**STATED TASK:** Set down each record exactly as written.

**PROVIDED DATA:**

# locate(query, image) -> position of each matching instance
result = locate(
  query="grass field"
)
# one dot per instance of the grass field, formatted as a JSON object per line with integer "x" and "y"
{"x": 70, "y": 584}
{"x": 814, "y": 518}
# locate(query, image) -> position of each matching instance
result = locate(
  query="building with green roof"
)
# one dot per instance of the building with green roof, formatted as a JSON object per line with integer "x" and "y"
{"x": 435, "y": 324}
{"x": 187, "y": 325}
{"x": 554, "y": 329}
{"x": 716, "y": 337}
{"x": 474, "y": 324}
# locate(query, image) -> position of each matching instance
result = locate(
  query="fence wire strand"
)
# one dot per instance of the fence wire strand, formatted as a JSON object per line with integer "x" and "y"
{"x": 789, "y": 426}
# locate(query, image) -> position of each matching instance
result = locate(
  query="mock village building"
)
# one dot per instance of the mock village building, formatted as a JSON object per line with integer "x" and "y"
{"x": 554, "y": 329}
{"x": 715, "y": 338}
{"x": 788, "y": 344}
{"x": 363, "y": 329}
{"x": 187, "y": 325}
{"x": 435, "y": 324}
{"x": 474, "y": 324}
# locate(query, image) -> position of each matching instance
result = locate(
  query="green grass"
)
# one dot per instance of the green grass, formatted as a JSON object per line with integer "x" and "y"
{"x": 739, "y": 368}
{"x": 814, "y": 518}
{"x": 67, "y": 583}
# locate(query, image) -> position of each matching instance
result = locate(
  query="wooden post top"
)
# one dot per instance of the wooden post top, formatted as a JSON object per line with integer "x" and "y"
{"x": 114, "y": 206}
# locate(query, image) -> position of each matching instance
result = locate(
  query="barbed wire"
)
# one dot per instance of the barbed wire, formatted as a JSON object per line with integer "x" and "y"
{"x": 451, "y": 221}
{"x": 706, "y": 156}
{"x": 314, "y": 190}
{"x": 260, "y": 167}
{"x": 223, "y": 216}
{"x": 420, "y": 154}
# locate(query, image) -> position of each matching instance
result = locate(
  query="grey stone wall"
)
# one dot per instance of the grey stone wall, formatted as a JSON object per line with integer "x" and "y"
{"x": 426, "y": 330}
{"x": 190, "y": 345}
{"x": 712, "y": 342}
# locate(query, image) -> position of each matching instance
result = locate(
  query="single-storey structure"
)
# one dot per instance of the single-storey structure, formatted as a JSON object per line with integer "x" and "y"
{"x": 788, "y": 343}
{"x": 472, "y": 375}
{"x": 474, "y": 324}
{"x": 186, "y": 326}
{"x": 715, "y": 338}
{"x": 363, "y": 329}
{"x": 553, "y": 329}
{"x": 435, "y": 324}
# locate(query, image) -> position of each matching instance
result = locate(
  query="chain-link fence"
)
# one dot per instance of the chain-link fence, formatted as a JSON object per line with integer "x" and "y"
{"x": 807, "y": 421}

**SOLUTION:**
# locate(query, image) -> position of each matching instance
result = locate(
  query="grass field"
)
# one dot per instance of the grass field, formatted as a JSON object per line with integer "x" and "y"
{"x": 70, "y": 584}
{"x": 814, "y": 518}
# locate(query, image) -> position of each matching instance
result = locate(
  query="building with green roof"
)
# one dot per instance of the building with green roof, formatted as a JSON object per line with integer "x" and "y"
{"x": 435, "y": 324}
{"x": 187, "y": 325}
{"x": 554, "y": 329}
{"x": 716, "y": 337}
{"x": 474, "y": 324}
# locate(query, image) -> position of each matching instance
result = locate(
  query="fence wire strand"
)
# one dot per instance of the fence wire strand, formatted as a JSON object per line with integer "x" and "y"
{"x": 789, "y": 426}
# locate(query, image) -> position of each matching instance
result = locate(
  query="mock village building"
)
# one dot per instance of the mock village building, formatted as a JSON object per line with integer "x" and "y"
{"x": 554, "y": 329}
{"x": 715, "y": 338}
{"x": 788, "y": 344}
{"x": 363, "y": 329}
{"x": 187, "y": 325}
{"x": 435, "y": 324}
{"x": 474, "y": 324}
# locate(query, image) -> position of each matching instance
result = locate(
  query="green grass"
)
# one dot per instance of the green grass, formatted as a JSON object per line with integer "x" and "y"
{"x": 739, "y": 368}
{"x": 814, "y": 518}
{"x": 67, "y": 583}
# locate(query, image) -> position of each matching instance
result = locate(
  query="wooden post top"
)
# one dot per instance of the wooden post top, formatted as a JSON object per line with integer "x" and "y"
{"x": 114, "y": 206}
# locate(query, image) -> position of each matching instance
result = locate(
  query="barbed wire"
)
# one dot per instance of the barbed wire, formatted as a JSON object per line with integer "x" and "y"
{"x": 451, "y": 221}
{"x": 706, "y": 156}
{"x": 314, "y": 190}
{"x": 260, "y": 167}
{"x": 223, "y": 216}
{"x": 420, "y": 154}
# locate(query, image) -> position of each matching instance
result = locate(
  query="grey stone wall"
)
# one dot per instance of the grey stone wall, formatted as a JSON object per line with integer "x" and "y"
{"x": 426, "y": 330}
{"x": 190, "y": 345}
{"x": 712, "y": 342}
# locate(query, image) -> position of each matching instance
result = locate(
  query="single-storey structure"
)
# one dot per instance of the single-storey structure, formatted as a JSON object per line with integer "x" and "y"
{"x": 788, "y": 343}
{"x": 472, "y": 375}
{"x": 474, "y": 324}
{"x": 186, "y": 326}
{"x": 715, "y": 338}
{"x": 363, "y": 329}
{"x": 553, "y": 329}
{"x": 435, "y": 324}
# locate(query, image) -> position of each matching instance
result = locate(
  query="chain-link fence"
)
# one dot per instance of the chain-link fence, formatted as a JSON object per line with integer "x" and "y"
{"x": 807, "y": 421}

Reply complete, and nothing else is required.